— Start Document —

During orientation I did the one thing that all Turkish people must do at some point in their lives, and visited Ataturk's Mausoleum. It was SO big. I have never seen something so grand and nationalistic in my entire life. I have pictures that I’m going to try and post or you can check my facebook to see them. When first entering the Mausoleum you have to walk up a million stairs to the walkway to see the actual building. There are two large square temple-like things with large statues of men and women mourning the loss of Ataturks life. Then you must continue down a walkway lined with lion sculptures for about 1-¾ football length fields. THEN, you find your self in this open area enclosed with big wall like structures with openings (you can see all of Ankara up this high) and if you look to your left you see a large square building up on a platform where Ataturks tomb lies. This architectures smells like Egypt and looks really fucking big.Inside the wall like structures and behind somewhere else there’s a museum where they basically kept everything of Ataturks from his cigarettes to his swords, cars and clothes. It’s pretty insane (they love him, so do I).

— End Document —
— Start Provided information —

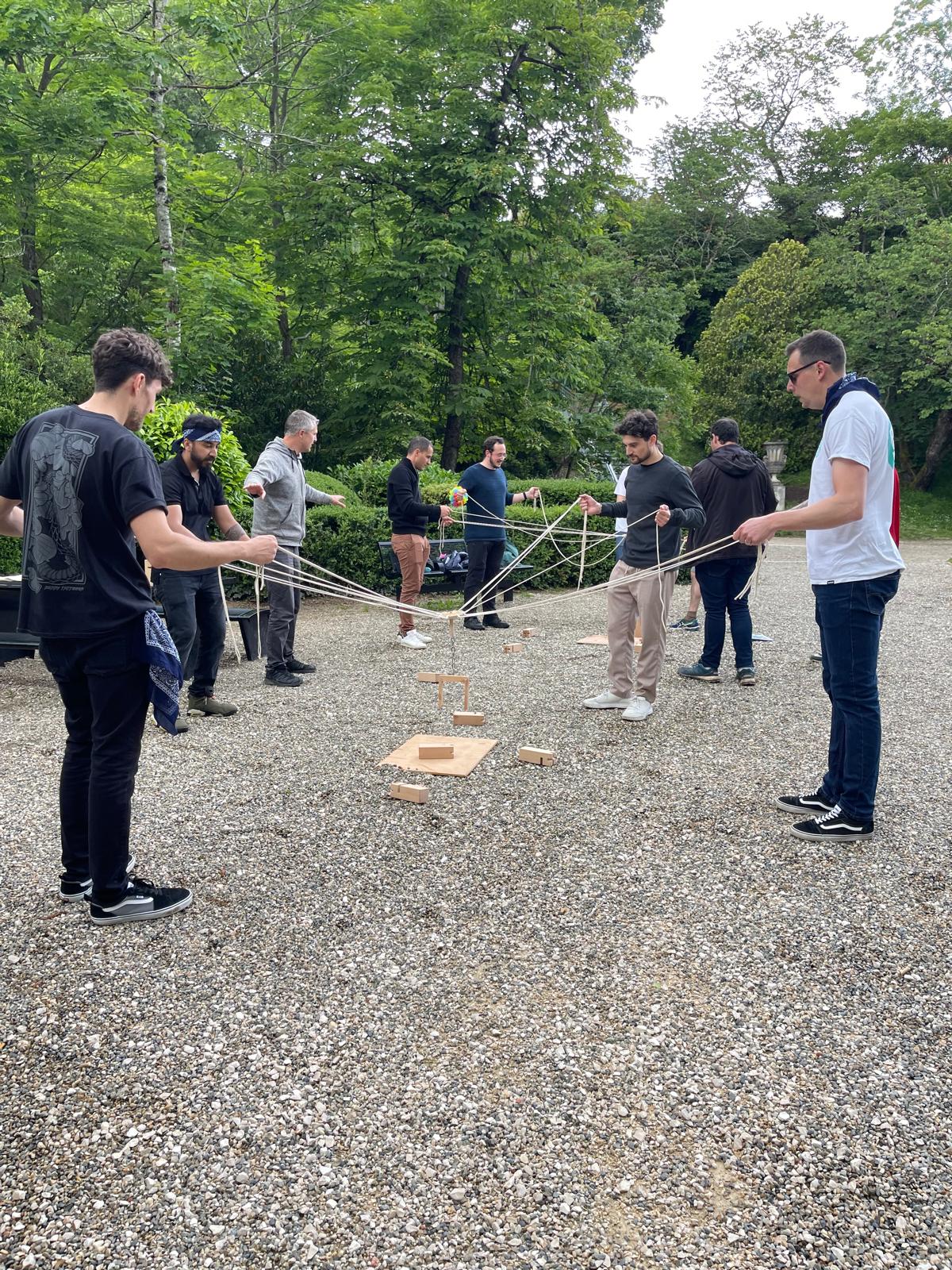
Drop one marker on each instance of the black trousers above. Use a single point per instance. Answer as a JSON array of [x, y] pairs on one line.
[[196, 620], [285, 603], [486, 560], [106, 695]]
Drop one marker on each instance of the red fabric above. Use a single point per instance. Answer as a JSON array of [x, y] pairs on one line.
[[894, 524]]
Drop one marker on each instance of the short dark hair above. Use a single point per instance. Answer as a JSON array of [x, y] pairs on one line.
[[820, 346], [121, 353], [639, 423], [725, 429]]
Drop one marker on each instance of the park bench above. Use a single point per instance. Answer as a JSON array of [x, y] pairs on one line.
[[437, 581]]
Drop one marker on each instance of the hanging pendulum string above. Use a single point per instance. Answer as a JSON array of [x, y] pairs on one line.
[[225, 607], [259, 577], [584, 539]]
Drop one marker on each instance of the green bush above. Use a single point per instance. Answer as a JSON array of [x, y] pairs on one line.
[[10, 556], [332, 486], [164, 425]]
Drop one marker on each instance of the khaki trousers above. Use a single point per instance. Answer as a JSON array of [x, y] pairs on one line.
[[649, 602], [413, 552]]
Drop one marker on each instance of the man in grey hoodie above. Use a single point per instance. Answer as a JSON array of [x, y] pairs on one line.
[[277, 482]]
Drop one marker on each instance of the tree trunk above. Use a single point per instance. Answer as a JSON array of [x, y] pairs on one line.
[[160, 181], [935, 451], [29, 260], [479, 206], [455, 355]]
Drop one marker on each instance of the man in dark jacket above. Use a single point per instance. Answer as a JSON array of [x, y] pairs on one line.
[[733, 486], [409, 518]]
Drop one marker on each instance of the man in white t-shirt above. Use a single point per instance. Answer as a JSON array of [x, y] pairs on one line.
[[854, 565]]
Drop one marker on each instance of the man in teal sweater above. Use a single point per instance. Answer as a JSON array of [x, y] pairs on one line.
[[486, 529], [659, 501]]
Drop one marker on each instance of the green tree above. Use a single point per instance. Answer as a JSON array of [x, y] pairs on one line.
[[742, 355]]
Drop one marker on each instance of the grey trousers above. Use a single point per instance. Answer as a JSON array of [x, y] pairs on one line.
[[285, 603]]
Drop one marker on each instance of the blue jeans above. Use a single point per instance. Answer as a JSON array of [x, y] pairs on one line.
[[720, 582], [850, 616], [196, 620], [106, 695]]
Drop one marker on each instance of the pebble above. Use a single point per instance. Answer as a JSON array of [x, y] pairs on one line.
[[602, 1014]]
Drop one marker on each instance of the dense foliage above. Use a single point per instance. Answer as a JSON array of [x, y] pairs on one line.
[[414, 216]]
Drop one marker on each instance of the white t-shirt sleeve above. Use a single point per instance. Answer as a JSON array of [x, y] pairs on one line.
[[850, 435]]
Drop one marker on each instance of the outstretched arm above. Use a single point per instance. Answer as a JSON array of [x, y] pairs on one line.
[[10, 518], [165, 549]]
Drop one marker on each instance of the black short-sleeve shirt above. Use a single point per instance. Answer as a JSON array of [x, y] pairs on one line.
[[82, 478], [197, 498]]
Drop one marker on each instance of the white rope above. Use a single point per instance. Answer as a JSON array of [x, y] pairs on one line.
[[225, 606], [505, 573]]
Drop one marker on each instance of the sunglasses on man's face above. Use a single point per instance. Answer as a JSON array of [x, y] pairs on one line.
[[793, 375]]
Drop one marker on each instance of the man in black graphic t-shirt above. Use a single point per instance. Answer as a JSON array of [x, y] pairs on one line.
[[192, 602], [80, 489]]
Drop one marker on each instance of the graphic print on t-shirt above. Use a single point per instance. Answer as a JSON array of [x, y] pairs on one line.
[[50, 552]]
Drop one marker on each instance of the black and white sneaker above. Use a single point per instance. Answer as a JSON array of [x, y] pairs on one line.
[[797, 803], [141, 902], [73, 891], [835, 827]]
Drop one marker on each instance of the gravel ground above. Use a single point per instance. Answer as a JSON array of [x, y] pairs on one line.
[[603, 1014]]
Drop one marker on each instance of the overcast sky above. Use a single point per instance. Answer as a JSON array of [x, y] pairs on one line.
[[695, 29]]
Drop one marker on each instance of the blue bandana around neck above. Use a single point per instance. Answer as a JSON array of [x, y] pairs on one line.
[[158, 651], [850, 383]]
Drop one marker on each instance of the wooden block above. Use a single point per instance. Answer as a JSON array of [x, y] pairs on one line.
[[409, 793], [467, 719], [543, 757]]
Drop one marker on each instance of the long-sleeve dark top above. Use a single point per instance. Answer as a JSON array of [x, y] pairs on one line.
[[408, 514], [647, 487], [733, 486]]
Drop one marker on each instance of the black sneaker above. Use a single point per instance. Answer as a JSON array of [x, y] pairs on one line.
[[73, 891], [283, 679], [698, 671], [835, 827], [141, 903], [797, 803]]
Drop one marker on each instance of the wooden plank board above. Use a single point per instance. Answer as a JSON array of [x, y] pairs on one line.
[[541, 757], [467, 753], [409, 793]]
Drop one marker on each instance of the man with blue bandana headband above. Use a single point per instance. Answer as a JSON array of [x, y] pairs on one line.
[[194, 613]]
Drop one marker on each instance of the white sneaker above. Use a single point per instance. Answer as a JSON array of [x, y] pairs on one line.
[[412, 641], [639, 710], [607, 700]]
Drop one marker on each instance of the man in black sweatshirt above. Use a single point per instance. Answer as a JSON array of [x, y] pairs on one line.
[[733, 486], [409, 518], [659, 499]]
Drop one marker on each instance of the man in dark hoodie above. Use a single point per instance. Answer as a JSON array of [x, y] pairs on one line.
[[409, 518], [854, 567], [733, 486]]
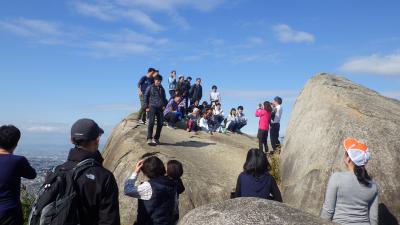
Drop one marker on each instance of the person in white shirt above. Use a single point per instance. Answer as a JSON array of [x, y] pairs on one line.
[[214, 95], [275, 123], [203, 123]]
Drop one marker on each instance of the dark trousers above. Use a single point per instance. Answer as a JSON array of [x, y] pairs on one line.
[[171, 118], [13, 217], [142, 111], [153, 113], [172, 93], [274, 135], [262, 140]]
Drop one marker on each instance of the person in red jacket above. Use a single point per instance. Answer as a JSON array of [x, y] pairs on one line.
[[264, 112]]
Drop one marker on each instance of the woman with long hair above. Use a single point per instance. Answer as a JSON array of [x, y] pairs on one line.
[[352, 196], [255, 180]]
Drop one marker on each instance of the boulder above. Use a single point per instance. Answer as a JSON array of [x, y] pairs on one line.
[[211, 162], [328, 110], [252, 211]]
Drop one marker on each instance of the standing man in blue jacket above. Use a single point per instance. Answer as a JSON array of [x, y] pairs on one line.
[[196, 92], [144, 83], [154, 103]]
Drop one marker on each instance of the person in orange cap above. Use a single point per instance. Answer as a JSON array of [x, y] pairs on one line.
[[352, 196]]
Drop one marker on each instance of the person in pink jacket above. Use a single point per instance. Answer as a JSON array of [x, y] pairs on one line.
[[264, 112]]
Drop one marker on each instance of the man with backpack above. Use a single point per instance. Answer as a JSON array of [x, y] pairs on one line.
[[80, 191], [155, 102]]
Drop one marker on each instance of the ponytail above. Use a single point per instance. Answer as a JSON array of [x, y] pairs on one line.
[[362, 175]]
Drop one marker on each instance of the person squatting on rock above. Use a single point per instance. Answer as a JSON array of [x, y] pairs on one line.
[[175, 172], [275, 123], [264, 113], [215, 97], [144, 82], [196, 91], [155, 102], [193, 121], [255, 180], [352, 196], [13, 167], [157, 196], [171, 113]]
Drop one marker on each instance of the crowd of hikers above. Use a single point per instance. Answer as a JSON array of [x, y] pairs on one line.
[[81, 191], [183, 105]]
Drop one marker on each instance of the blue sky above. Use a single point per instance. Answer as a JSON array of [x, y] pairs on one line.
[[60, 61]]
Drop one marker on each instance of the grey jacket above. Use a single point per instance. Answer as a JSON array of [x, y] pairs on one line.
[[349, 202]]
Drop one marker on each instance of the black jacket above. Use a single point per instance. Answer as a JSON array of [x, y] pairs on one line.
[[196, 92], [155, 97], [160, 208], [97, 190]]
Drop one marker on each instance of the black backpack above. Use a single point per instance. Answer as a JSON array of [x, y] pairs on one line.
[[56, 203]]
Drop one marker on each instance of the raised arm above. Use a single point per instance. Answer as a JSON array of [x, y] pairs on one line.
[[373, 211], [26, 170]]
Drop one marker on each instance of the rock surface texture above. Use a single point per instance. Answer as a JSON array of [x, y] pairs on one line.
[[249, 211], [328, 110], [211, 162]]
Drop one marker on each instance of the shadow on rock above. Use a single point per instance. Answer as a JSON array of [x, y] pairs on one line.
[[194, 144]]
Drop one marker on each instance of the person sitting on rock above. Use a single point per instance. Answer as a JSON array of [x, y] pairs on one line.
[[175, 172], [193, 120], [171, 113], [218, 113], [157, 196], [13, 167], [231, 121], [255, 180], [203, 123], [215, 97], [352, 196]]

— End Provided information —

- **Task description**:
Please explain in one to three sentences why the writer of the text on Ataturk's Mausoleum made the visit, using the reason the text gives.

- **Solution to this problem**:
The writer visited Ataturk's Mausoleum during orientation because it is the one thing all Turkish people must do at some point in their lives.